Je trouve très stimulantes les réflexions d’Anna Potamianou. Je suis d’accord avec sa conception d’une psychanalyse clinique qui ouvre un horizon d’infini et de multiplicité. Mais, j’ajouterai que nous avons besoin de critères pour valider le travail fait au cours de l’itinéraire vers cet horizon. Par conséquent le bienfait vécu par le patient comme point de repère. Par bienfait je veux dire l’expérience du patient du bienfait thérapeutique ; son jugement subjectif de comment le traitement a amélioré sa vie. Je ne fais aucune distinction entre un résultat positif et une réaction transférentielle. A mon avis, une analyse réussite est toujours fondée sur des réactions transférentielles positives, parmi lesquelles seulement quelques-unes sont examinées consciemment.
Potamianou s’est posé la question de savoir quelle est ma définition du sujet. Est-ce que je pense à un sujet déjà là ? A mon sens, on ne peut pas parler d’un sujet déjà-là puisqu’il n’y a qu’un sujet dans un champ analytique : c’est ce que veut dire l’intersubjectivisme. Mon expérience clinique me montre que presque tous les patients ont un sentiment durable de leur propre subjectivité. Les particularités de ce sentiment font parties de l’exploration analytique.
::::::::
◆ À FAIRE:
[a] Dans le texte sur la psychanalyse clinique, qu'est-ce qui est proposé comme point de repère pour valider le travail ?
[b] Recopiez le passage du texte sur la psychanalyse clinique en commençant par « Je trouve très » et en terminant par « sont examinées consciemment. ».
Appuyez-vous seulement sur le texte.
::::::::
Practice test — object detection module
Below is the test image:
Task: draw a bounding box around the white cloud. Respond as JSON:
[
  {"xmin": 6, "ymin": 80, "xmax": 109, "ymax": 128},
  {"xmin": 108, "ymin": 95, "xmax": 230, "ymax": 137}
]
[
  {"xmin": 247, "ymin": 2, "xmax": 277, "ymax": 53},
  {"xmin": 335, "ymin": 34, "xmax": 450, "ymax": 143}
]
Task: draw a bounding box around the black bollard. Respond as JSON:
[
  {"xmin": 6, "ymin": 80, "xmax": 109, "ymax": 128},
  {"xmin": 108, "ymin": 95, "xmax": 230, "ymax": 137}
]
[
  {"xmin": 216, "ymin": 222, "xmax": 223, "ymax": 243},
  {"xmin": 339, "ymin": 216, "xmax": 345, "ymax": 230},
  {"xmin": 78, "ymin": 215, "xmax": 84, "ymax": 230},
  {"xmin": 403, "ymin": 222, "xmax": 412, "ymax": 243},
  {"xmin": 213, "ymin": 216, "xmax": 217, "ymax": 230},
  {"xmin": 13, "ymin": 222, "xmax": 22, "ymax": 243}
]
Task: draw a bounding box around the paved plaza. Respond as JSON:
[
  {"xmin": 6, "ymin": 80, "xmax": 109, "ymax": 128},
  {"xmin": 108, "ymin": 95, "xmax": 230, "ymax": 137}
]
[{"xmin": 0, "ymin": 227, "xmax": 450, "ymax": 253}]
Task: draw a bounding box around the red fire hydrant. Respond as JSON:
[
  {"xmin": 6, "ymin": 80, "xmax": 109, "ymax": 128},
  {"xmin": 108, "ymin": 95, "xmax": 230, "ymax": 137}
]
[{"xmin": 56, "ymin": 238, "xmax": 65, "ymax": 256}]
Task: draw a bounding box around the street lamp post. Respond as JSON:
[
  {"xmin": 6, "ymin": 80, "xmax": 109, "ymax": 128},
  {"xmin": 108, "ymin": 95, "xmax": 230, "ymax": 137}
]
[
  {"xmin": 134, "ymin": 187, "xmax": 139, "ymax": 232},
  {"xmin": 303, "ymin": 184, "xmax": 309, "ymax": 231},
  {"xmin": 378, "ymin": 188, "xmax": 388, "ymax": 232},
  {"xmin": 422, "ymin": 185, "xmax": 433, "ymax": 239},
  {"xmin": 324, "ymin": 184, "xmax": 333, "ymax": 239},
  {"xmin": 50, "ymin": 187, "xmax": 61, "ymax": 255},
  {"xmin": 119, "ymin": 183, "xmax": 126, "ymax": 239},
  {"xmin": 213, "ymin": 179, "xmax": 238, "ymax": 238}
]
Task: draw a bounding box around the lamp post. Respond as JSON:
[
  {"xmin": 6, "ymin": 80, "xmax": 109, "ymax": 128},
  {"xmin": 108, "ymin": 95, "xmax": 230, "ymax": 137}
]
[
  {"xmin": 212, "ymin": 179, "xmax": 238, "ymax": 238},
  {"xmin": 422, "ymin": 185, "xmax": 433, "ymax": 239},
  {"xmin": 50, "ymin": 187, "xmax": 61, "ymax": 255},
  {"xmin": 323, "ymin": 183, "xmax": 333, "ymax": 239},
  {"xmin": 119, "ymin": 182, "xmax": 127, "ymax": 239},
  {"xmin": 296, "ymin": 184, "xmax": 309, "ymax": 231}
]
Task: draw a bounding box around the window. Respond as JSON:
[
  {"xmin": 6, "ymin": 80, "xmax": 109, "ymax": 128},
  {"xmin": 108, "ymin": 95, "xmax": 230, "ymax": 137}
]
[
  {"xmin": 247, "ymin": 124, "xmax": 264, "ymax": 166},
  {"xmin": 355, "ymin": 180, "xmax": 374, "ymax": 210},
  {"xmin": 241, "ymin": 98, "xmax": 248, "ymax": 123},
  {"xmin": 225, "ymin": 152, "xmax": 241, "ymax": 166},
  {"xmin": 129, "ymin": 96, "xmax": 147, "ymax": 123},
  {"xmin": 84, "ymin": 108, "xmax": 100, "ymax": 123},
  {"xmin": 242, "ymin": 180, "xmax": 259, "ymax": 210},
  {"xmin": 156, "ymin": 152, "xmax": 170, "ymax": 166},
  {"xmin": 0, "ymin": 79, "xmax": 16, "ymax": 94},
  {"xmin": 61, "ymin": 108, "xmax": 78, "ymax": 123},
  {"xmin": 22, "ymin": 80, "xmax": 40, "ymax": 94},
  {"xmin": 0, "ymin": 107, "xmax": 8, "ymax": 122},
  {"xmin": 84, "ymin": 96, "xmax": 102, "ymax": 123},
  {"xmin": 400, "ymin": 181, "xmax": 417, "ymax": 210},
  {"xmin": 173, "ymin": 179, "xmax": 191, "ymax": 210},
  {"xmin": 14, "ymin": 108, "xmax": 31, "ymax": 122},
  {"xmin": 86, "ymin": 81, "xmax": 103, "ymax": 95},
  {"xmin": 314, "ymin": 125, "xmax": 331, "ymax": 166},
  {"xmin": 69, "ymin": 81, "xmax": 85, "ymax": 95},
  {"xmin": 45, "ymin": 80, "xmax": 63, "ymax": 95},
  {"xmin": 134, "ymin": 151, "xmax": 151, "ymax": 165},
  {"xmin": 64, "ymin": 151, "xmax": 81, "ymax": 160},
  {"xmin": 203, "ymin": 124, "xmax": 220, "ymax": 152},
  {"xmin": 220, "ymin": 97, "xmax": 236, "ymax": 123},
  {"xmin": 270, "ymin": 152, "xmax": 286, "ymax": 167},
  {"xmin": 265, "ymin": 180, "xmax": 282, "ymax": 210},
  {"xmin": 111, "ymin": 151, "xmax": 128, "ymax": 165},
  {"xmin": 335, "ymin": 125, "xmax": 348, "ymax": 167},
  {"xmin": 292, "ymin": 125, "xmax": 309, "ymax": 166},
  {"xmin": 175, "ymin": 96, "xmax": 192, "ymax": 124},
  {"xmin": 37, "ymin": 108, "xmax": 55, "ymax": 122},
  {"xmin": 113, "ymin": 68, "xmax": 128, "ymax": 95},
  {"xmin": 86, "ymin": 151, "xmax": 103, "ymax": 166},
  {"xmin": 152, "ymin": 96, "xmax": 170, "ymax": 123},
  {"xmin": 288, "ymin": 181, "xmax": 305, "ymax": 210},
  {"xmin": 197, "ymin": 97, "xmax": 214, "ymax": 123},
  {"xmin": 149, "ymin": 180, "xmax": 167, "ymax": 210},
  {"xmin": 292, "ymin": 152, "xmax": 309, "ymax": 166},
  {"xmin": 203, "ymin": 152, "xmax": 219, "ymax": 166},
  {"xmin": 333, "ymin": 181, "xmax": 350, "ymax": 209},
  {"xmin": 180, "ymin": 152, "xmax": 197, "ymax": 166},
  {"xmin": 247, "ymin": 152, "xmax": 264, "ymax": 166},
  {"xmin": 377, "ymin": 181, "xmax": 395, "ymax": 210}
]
::::::::
◆ RÉPONSES ATTENDUES:
[a] Le bienfait vécu par le patient.

[b]
Je trouve très stimulantes les réflexions d’Anna Potamianou. Je suis d’accord avec sa conception d’une psychanalyse clinique qui ouvre un horizon d’infini et de multiplicité. Mais, j’ajouterai que nous avons besoin de critères pour valider le travail fait au cours de l’itinéraire vers cet horizon. Par conséquent le bienfait vécu par le patient comme point de repère. Par bienfait je veux dire l’expérience du patient du bienfait thérapeutique ; son jugement subjectif de comment le traitement a amélioré sa vie. Je ne fais aucune distinction entre un résultat positif et une réaction transférentielle. A mon avis, une analyse réussite est toujours fondée sur des réactions transférentielles positives, parmi lesquelles seulement quelques-unes sont examinées consciemment.